Tuesday, 3 December 2013


To drug or not to drug, that is the question... 

Issy, sleeping like a baby.

If you haven't heard of Phenergen then it's only a matter of time. It's been around for decades (your parents will know of it) and it is most often known as a sedative to help during travel. Your kids... not you. 

Technically speaking though, Phenergan is an antihistamine. It blocks the effects of the naturally occurring chemical histamine in your body. It is often used to treat allergy symptoms such as itching, runny nose, sneezing, itchy or watery eyes, hives, and skin rashes. Phenergan also prevents motion sickness and treats nausea and vomiting or pain after surgery. It is most commonly known among parents as a sedative or sleep aid. http://www.drugs.com/phenergan.html 

That being said there are certain things you need to know about Phenergen before making your decision to use it or not for your trip. (And I take no responsibility for any actions taken by you when it comes to administering drugs to kids). 

This child (Isabella) was not drugged for the purposes of this photo
First up, Phenergen is not recommended for use in children under the age of two. Steven and I personally took this rule quite seriously, as not even our local pharmacist would allow us to purchase a bottle of it over the counter without knowing our child was over the age of two. 

The reason for it is that it can affect a child's breathing - especially if the child has a history of breathing related problems, such as asthma. 

In saying that, a personal experience springs to mind, when our daughter Isabella was around 19 months she had an infection in her elbow from a mosquito bite in Vanuatu! She was admitted to the Sydney Children's Hospital (Best kid's hospital in the world!) and was treated with a series of antibiotic drips. However, the pain was horrible for our precious little girl. It broke our hearts to see her in so much agony. The Doctors surprised us by giving us a prescription for Phenergen to help her sleep at night until the infection was cleared. 

Issy (left) does Vanuatu!
I remember the conversation well when I expressed my surprise because she was under two. The doctor (one of the best paediatric specialists in the country) replied... "Phenergen is fine for kids over 18 months. The warning is generally there as more of a precaution than anything." And, admittedly, it worked a treat for us.

The final tip I have about this one though... TEST it before you travel!!! You would be amazed at how many of my friends say their little darling is one of the rare few who have an adverse reaction to Phenergen and instead of bringing on a peaceful long sleep, it does exactly the opposite and causes a hyperactive bouncing-off-the-walls reaction. No one wants that!!! So, the general advice is to do a little trial run one night at home before the trip and establish that your child is not one of those who turns into a gremlin after midnight!

With all of this in mind, if you do go ahead with it, I suggest waiting until you are onboard the plane, allowing your little one to be familiar with the transition onto the plane (which avoids the freak-out of waking up in such a foreign environment), to enjoy the excitement of the take-off experience, to perhaps have a little bit of something to eat and watch a little inflight entertainment or read a book etc (in keeping with their usual night time routine) and sneak that Phenergen into their bottle of milk and then watch them fade within about 30 minutes.

→ WHAT YOU HAVE TO DO: In the post about giving Phenergan to children for travel, above what age does the doctor say it is fine for kids?

→ RECORDED INFORMATION:
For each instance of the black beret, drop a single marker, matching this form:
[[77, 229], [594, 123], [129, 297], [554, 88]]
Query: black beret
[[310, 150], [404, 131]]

→ ANSWER SECTION: Over 18 months.